Extracts from a box-labeled dataset
================
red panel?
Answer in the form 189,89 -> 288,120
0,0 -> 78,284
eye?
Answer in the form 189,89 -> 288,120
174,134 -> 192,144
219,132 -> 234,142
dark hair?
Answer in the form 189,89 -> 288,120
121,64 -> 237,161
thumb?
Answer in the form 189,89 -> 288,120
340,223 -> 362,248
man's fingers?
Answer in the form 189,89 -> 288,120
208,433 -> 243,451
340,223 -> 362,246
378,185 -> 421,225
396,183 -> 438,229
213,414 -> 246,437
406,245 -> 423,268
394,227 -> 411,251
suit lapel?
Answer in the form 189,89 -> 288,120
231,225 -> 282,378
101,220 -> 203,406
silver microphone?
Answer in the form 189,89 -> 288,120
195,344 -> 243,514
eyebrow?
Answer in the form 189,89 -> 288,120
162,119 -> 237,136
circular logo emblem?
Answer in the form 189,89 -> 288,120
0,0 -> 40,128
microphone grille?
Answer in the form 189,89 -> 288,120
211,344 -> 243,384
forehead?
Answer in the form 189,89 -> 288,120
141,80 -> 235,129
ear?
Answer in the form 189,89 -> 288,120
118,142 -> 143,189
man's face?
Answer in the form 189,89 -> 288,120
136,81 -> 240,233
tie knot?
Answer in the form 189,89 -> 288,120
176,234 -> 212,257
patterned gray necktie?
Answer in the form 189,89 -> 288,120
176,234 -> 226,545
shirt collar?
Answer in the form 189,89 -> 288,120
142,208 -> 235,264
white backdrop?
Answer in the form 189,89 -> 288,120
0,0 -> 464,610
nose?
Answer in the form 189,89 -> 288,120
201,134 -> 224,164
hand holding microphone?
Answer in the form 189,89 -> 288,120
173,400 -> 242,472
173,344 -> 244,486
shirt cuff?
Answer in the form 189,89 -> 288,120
================
Switch every "microphone" in the data above to "mic" and reproduce all of it, leaving everything else unchanged.

• _Answer to the task_:
red panel?
Answer in the form 189,89 -> 288,120
0,0 -> 78,284
eye?
Answer in the form 189,89 -> 288,120
174,134 -> 192,144
219,132 -> 234,142
dark hair?
Answer in the form 189,89 -> 288,120
121,64 -> 237,161
thumb?
Answer in the form 189,89 -> 288,120
340,223 -> 362,248
man's fingers?
Answer in the form 189,89 -> 288,120
208,433 -> 243,451
340,223 -> 362,246
378,185 -> 421,225
396,183 -> 438,229
213,414 -> 246,437
406,245 -> 423,268
394,227 -> 411,251
suit lapel?
Answer in the form 189,89 -> 288,120
231,225 -> 282,378
101,220 -> 203,406
silver mic?
Answer in the form 189,89 -> 288,120
195,344 -> 243,514
eyebrow?
Answer in the form 189,89 -> 288,120
162,119 -> 237,136
circular logo emblem?
Answer in the form 189,89 -> 288,120
0,0 -> 40,128
mic grille?
Answer in the form 189,89 -> 288,120
211,344 -> 243,384
forehead?
Answer in the form 189,89 -> 288,120
141,80 -> 235,129
ear?
Answer in the form 189,89 -> 288,120
118,142 -> 143,189
man's face?
Answer in the form 189,89 -> 288,120
136,81 -> 240,233
tie knot?
Answer in the form 189,89 -> 288,120
176,234 -> 212,257
patterned gray necktie?
Answer in the form 189,89 -> 288,120
176,234 -> 226,545
shirt collar?
Answer in the form 189,89 -> 288,120
142,208 -> 235,264
white backdrop?
Answer in the form 189,89 -> 288,120
0,0 -> 464,610
nose?
Answer in the form 189,89 -> 288,120
201,134 -> 224,164
hand holding mic?
Answer in the form 189,89 -> 288,120
173,400 -> 242,472
173,344 -> 244,486
shirt cuff?
Answer in the form 189,89 -> 288,120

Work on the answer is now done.